EXERCISE DIRECTIONS
Work out how many lines below contain "brick". Provide only the figure.
____________________
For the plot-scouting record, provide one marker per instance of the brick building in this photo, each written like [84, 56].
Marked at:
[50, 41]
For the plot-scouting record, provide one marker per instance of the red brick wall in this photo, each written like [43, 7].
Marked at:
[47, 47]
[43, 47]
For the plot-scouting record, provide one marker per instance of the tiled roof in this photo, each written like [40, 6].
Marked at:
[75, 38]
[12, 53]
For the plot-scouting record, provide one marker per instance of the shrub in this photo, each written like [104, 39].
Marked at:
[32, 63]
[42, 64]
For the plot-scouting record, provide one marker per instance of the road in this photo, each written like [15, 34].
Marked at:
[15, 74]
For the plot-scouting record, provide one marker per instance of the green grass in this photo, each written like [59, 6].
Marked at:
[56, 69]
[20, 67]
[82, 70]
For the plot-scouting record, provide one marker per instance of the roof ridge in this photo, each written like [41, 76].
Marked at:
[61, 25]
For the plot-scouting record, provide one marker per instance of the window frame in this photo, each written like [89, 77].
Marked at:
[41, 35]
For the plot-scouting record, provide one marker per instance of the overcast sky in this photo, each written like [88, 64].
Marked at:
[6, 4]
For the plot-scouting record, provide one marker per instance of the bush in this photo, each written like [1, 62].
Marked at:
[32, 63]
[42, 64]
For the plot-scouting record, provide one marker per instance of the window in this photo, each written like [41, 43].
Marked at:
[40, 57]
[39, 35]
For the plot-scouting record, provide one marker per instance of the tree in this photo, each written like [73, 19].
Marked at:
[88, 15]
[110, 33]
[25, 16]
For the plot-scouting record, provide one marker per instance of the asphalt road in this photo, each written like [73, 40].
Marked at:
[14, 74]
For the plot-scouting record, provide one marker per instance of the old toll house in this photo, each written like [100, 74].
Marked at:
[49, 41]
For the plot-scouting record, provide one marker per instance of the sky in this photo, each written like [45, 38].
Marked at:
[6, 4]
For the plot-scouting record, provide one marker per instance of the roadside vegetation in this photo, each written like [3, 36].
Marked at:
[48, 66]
____________________
THE COMPLETED TASK
2